Provided records:

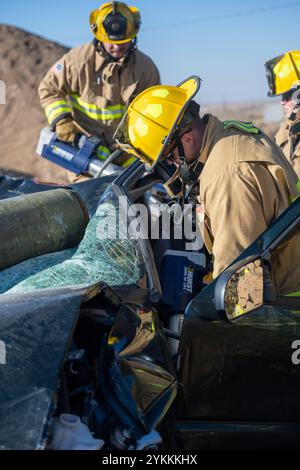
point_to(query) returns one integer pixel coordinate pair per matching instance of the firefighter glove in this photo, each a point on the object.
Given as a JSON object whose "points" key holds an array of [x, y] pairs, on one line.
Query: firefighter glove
{"points": [[66, 130]]}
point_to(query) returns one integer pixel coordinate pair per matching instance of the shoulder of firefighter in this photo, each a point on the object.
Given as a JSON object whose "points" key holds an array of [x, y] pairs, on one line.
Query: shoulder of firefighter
{"points": [[245, 184], [94, 91]]}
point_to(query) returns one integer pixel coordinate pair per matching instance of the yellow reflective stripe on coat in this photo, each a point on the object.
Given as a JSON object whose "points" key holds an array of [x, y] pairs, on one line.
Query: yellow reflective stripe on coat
{"points": [[96, 113], [247, 127], [128, 162], [56, 108]]}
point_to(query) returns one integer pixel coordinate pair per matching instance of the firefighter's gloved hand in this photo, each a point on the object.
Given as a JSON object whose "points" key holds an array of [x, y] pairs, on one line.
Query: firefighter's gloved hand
{"points": [[66, 130]]}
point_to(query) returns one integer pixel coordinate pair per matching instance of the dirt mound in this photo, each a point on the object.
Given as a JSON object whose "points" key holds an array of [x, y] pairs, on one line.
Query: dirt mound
{"points": [[24, 60]]}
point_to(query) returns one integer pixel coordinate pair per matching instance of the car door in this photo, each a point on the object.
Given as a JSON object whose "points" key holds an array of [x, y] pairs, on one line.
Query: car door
{"points": [[246, 372]]}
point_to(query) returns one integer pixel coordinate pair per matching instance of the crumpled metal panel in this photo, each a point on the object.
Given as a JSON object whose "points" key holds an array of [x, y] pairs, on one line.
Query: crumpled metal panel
{"points": [[36, 330]]}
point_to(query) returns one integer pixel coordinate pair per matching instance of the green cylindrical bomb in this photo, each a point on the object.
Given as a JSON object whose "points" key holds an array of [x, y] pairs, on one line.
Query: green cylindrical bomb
{"points": [[39, 223]]}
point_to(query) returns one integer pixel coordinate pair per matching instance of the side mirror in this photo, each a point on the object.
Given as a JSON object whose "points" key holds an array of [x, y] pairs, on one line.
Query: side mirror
{"points": [[240, 289]]}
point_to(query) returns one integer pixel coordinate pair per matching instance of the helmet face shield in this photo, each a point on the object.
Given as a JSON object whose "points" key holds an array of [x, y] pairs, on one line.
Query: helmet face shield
{"points": [[152, 120], [115, 22]]}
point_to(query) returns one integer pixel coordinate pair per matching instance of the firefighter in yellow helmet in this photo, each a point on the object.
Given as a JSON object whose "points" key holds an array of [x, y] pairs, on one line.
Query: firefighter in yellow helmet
{"points": [[283, 74], [91, 86], [244, 180]]}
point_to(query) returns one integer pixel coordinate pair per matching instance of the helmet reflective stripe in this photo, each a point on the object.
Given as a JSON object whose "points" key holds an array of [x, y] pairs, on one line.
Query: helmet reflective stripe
{"points": [[94, 112], [283, 73], [152, 119], [115, 22]]}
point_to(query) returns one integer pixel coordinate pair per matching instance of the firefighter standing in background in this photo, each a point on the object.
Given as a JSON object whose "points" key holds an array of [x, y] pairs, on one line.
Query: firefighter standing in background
{"points": [[283, 75], [91, 86], [244, 179]]}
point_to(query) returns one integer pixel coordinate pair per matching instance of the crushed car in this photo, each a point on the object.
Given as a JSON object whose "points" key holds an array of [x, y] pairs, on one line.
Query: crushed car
{"points": [[120, 343]]}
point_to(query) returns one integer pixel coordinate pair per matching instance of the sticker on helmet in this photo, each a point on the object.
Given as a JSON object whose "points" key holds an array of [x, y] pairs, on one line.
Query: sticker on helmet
{"points": [[58, 67]]}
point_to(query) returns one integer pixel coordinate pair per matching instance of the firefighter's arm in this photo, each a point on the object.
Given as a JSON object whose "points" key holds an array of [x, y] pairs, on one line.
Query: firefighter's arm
{"points": [[55, 88], [236, 217]]}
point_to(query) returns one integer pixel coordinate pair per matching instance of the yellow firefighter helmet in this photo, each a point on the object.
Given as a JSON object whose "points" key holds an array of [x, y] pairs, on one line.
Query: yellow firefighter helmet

Work instructions: Copy out word for word the stretch of lines from the one containing "of the crumpled" through the one containing "Query: crumpled metal panel", both included.

Written answer:
point_to(query) returns one integer pixel coordinate pair per matching instance of the crumpled metal panel in this photo, each a point on the object.
Given as a JSON object whose "points" key holds an array of [x, y] pairs, on one line.
Query: crumpled metal panel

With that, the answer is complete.